Data section ::

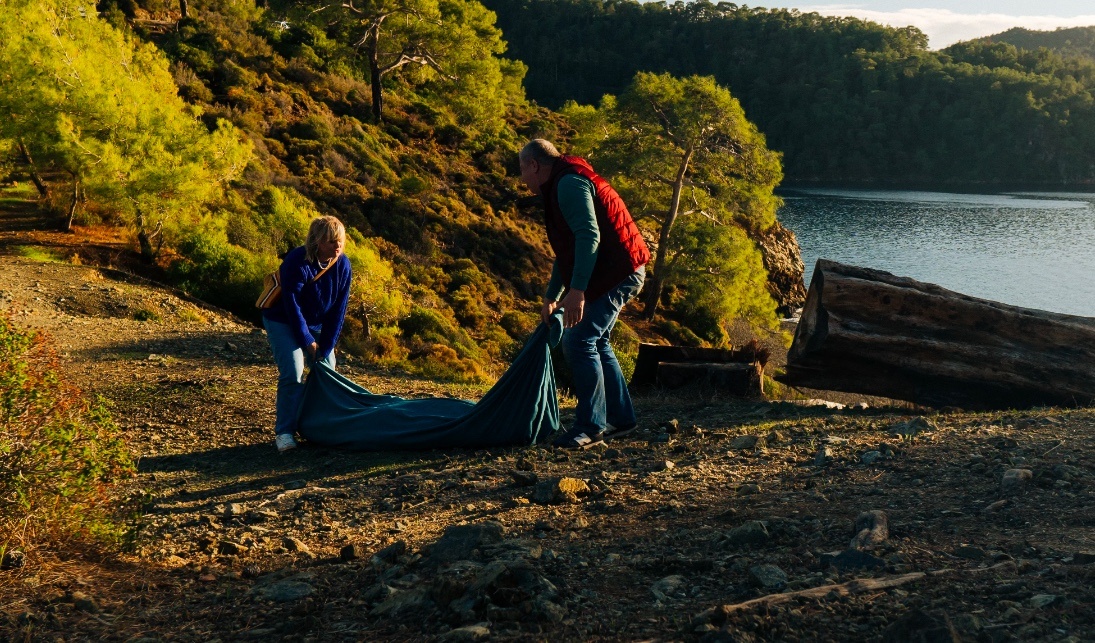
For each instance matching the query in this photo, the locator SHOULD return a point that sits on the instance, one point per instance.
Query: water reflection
(1024, 249)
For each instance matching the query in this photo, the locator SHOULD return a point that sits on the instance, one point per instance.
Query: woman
(308, 317)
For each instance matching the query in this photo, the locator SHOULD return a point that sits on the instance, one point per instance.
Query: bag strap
(320, 274)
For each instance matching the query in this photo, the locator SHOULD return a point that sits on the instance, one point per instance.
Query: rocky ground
(719, 519)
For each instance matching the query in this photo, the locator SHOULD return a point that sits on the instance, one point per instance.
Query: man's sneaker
(614, 432)
(577, 438)
(285, 443)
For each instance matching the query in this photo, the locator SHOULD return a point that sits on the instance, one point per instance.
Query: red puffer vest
(622, 250)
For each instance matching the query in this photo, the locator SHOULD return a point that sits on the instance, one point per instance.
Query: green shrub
(59, 452)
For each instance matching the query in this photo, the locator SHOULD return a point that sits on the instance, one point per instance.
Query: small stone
(752, 532)
(523, 478)
(479, 632)
(231, 549)
(12, 560)
(84, 603)
(913, 427)
(563, 490)
(295, 544)
(769, 577)
(748, 443)
(283, 590)
(352, 552)
(664, 588)
(970, 552)
(872, 529)
(1015, 480)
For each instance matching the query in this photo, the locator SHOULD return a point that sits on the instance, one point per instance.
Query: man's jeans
(290, 367)
(598, 381)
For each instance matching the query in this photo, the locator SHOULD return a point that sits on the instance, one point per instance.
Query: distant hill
(1079, 41)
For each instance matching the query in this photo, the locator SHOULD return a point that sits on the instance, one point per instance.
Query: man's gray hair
(539, 150)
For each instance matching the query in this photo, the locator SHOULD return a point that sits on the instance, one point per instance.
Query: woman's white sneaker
(285, 443)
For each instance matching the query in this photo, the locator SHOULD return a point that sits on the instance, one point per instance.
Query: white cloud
(946, 27)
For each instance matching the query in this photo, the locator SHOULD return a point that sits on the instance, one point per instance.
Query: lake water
(1035, 250)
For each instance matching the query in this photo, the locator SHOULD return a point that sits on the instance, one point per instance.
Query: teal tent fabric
(520, 409)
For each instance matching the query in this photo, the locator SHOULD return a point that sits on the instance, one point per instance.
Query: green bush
(59, 452)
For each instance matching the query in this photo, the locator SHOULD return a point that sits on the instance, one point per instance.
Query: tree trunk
(76, 202)
(655, 282)
(871, 332)
(652, 355)
(145, 239)
(43, 188)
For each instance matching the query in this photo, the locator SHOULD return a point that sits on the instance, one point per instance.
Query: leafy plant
(59, 452)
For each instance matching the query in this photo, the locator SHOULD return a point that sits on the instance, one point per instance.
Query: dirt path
(646, 540)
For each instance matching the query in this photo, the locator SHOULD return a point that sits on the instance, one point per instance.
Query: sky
(948, 22)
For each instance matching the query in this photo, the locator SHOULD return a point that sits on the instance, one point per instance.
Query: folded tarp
(519, 410)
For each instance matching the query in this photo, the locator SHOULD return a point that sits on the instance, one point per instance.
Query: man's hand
(574, 308)
(548, 310)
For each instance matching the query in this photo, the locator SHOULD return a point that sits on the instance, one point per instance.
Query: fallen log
(866, 331)
(742, 380)
(652, 355)
(841, 589)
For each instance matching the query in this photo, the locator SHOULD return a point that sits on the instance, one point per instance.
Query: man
(600, 261)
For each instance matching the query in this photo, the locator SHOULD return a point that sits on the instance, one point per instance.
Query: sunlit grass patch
(39, 254)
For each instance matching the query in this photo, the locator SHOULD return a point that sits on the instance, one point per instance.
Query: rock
(231, 549)
(523, 478)
(12, 560)
(388, 555)
(459, 541)
(752, 532)
(852, 559)
(913, 427)
(769, 577)
(1015, 480)
(748, 443)
(479, 632)
(295, 544)
(664, 588)
(84, 603)
(563, 490)
(872, 529)
(352, 552)
(283, 590)
(970, 552)
(919, 627)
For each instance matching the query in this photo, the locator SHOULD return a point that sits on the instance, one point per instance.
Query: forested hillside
(210, 131)
(1078, 41)
(844, 100)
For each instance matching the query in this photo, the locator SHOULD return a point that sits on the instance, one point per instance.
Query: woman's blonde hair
(322, 229)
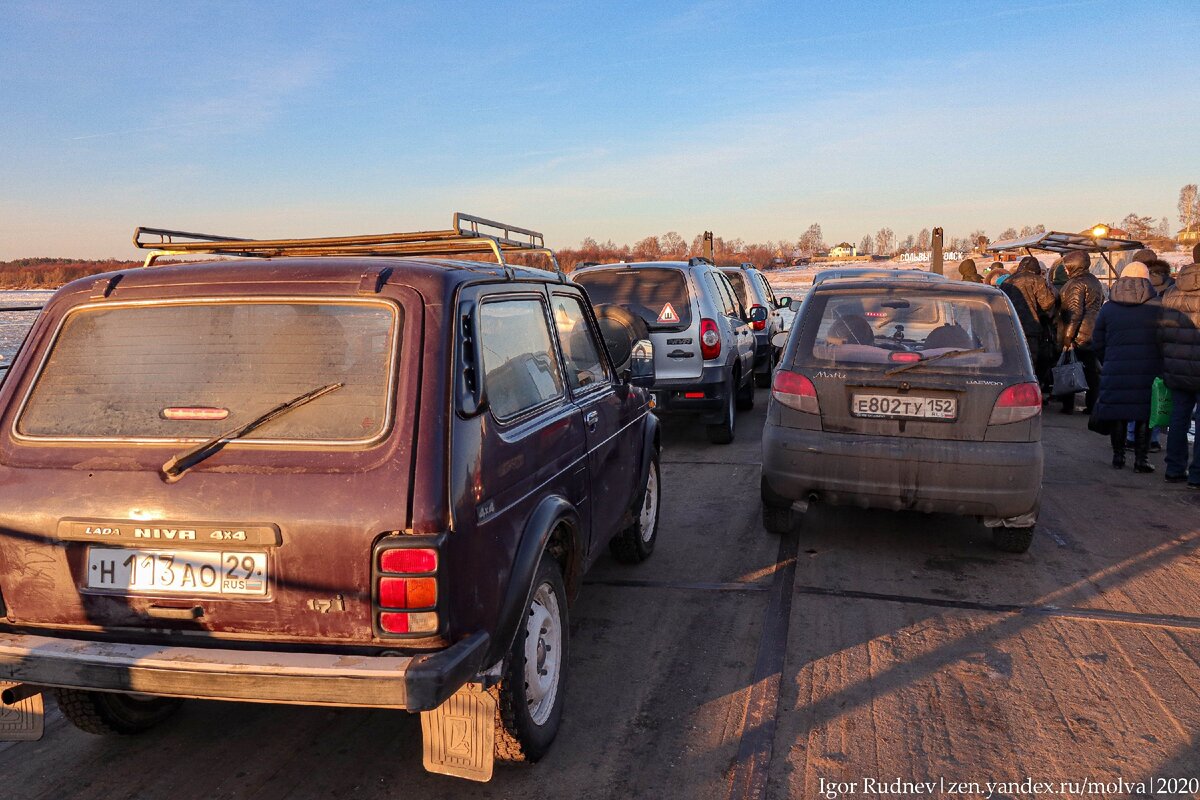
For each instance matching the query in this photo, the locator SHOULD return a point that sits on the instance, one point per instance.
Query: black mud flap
(24, 720)
(459, 737)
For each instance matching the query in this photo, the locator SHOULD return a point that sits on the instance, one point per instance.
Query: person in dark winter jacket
(1079, 304)
(969, 272)
(1180, 341)
(1126, 342)
(1035, 304)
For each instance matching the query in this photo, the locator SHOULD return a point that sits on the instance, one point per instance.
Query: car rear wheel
(529, 697)
(1012, 540)
(723, 432)
(112, 714)
(636, 542)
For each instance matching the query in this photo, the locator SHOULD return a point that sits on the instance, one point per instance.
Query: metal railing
(469, 235)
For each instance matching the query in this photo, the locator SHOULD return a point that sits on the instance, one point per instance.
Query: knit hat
(1135, 270)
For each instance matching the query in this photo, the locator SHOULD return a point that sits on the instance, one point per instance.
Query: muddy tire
(1012, 540)
(529, 696)
(723, 432)
(745, 395)
(108, 714)
(636, 542)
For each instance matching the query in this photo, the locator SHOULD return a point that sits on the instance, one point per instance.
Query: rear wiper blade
(177, 465)
(948, 354)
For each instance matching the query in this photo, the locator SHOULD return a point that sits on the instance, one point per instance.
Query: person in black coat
(1035, 304)
(1126, 342)
(1180, 340)
(1079, 304)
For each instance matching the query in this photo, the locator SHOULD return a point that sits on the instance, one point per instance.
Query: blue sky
(612, 120)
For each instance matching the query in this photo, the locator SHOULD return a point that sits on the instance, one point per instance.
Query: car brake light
(759, 325)
(795, 391)
(1017, 403)
(407, 579)
(411, 560)
(709, 340)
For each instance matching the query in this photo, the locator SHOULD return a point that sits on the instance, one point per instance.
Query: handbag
(1159, 404)
(1068, 374)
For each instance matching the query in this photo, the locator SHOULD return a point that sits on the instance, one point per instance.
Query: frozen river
(13, 325)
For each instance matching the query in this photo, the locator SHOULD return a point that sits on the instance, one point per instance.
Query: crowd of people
(1146, 328)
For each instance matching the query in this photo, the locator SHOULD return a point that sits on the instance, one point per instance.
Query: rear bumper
(985, 479)
(671, 396)
(411, 683)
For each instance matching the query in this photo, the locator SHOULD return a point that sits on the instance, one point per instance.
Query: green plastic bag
(1159, 404)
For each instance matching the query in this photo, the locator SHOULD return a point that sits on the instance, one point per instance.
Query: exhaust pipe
(19, 692)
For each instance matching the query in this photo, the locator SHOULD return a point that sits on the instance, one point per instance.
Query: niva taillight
(406, 591)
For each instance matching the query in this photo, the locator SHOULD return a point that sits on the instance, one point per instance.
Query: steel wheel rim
(651, 505)
(543, 653)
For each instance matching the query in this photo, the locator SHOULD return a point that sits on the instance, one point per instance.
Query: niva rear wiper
(948, 354)
(177, 465)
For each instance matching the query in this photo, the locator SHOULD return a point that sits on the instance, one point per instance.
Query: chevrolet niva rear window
(196, 370)
(905, 328)
(659, 295)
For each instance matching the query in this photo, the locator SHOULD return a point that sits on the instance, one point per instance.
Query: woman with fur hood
(1126, 342)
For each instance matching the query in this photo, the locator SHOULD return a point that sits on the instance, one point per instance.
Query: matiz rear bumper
(418, 683)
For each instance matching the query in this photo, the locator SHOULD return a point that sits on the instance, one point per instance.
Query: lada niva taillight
(406, 591)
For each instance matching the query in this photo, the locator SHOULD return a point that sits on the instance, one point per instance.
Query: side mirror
(641, 364)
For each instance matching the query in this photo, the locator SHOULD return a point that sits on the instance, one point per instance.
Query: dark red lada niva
(318, 477)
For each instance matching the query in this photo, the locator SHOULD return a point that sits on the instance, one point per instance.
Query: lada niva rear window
(898, 326)
(659, 295)
(195, 370)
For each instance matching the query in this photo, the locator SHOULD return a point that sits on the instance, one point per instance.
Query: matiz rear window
(876, 328)
(659, 295)
(196, 370)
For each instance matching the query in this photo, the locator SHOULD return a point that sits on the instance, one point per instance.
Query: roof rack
(468, 235)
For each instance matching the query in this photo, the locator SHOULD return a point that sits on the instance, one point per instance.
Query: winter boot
(1141, 447)
(1117, 438)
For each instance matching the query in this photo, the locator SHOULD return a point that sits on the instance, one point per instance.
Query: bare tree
(672, 245)
(1138, 226)
(1189, 206)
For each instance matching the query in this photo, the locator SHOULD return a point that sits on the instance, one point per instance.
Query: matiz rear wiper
(177, 465)
(948, 354)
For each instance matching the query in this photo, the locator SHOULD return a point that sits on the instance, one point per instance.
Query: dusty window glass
(581, 353)
(520, 368)
(149, 372)
(873, 328)
(652, 293)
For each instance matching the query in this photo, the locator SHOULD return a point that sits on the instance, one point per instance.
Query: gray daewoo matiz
(906, 395)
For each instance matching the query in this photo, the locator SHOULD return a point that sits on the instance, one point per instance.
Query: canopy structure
(1057, 241)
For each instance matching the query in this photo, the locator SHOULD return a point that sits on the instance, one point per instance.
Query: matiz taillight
(1015, 403)
(795, 391)
(406, 591)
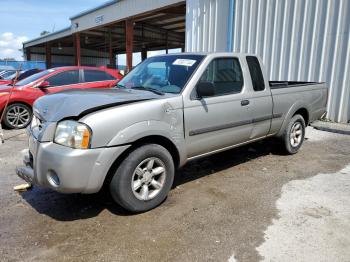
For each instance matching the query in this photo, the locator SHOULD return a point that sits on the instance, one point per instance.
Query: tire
(17, 116)
(138, 172)
(293, 136)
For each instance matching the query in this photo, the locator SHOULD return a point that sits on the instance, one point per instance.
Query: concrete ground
(247, 204)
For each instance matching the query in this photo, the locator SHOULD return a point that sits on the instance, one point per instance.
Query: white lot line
(314, 221)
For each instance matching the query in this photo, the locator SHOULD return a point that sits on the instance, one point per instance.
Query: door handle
(244, 102)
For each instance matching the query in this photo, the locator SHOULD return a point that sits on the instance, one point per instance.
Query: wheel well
(16, 102)
(159, 140)
(20, 102)
(304, 113)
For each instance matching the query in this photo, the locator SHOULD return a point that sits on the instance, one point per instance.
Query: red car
(19, 110)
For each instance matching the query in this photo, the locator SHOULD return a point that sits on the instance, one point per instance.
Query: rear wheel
(143, 179)
(17, 116)
(294, 134)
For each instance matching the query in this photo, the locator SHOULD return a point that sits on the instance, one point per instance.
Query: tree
(44, 33)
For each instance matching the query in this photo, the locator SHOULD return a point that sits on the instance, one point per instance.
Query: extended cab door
(222, 120)
(260, 99)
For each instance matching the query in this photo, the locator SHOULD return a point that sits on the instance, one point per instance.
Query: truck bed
(287, 84)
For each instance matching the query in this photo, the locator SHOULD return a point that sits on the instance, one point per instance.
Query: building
(301, 40)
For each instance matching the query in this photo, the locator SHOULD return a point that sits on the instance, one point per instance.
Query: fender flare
(292, 110)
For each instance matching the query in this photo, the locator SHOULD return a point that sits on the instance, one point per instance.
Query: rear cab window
(225, 74)
(255, 73)
(91, 75)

Problem to solve ::
Pull every line from the listing that contains the string "tree".

The result ::
Query: tree trunk
Query: bare tree
Query: tree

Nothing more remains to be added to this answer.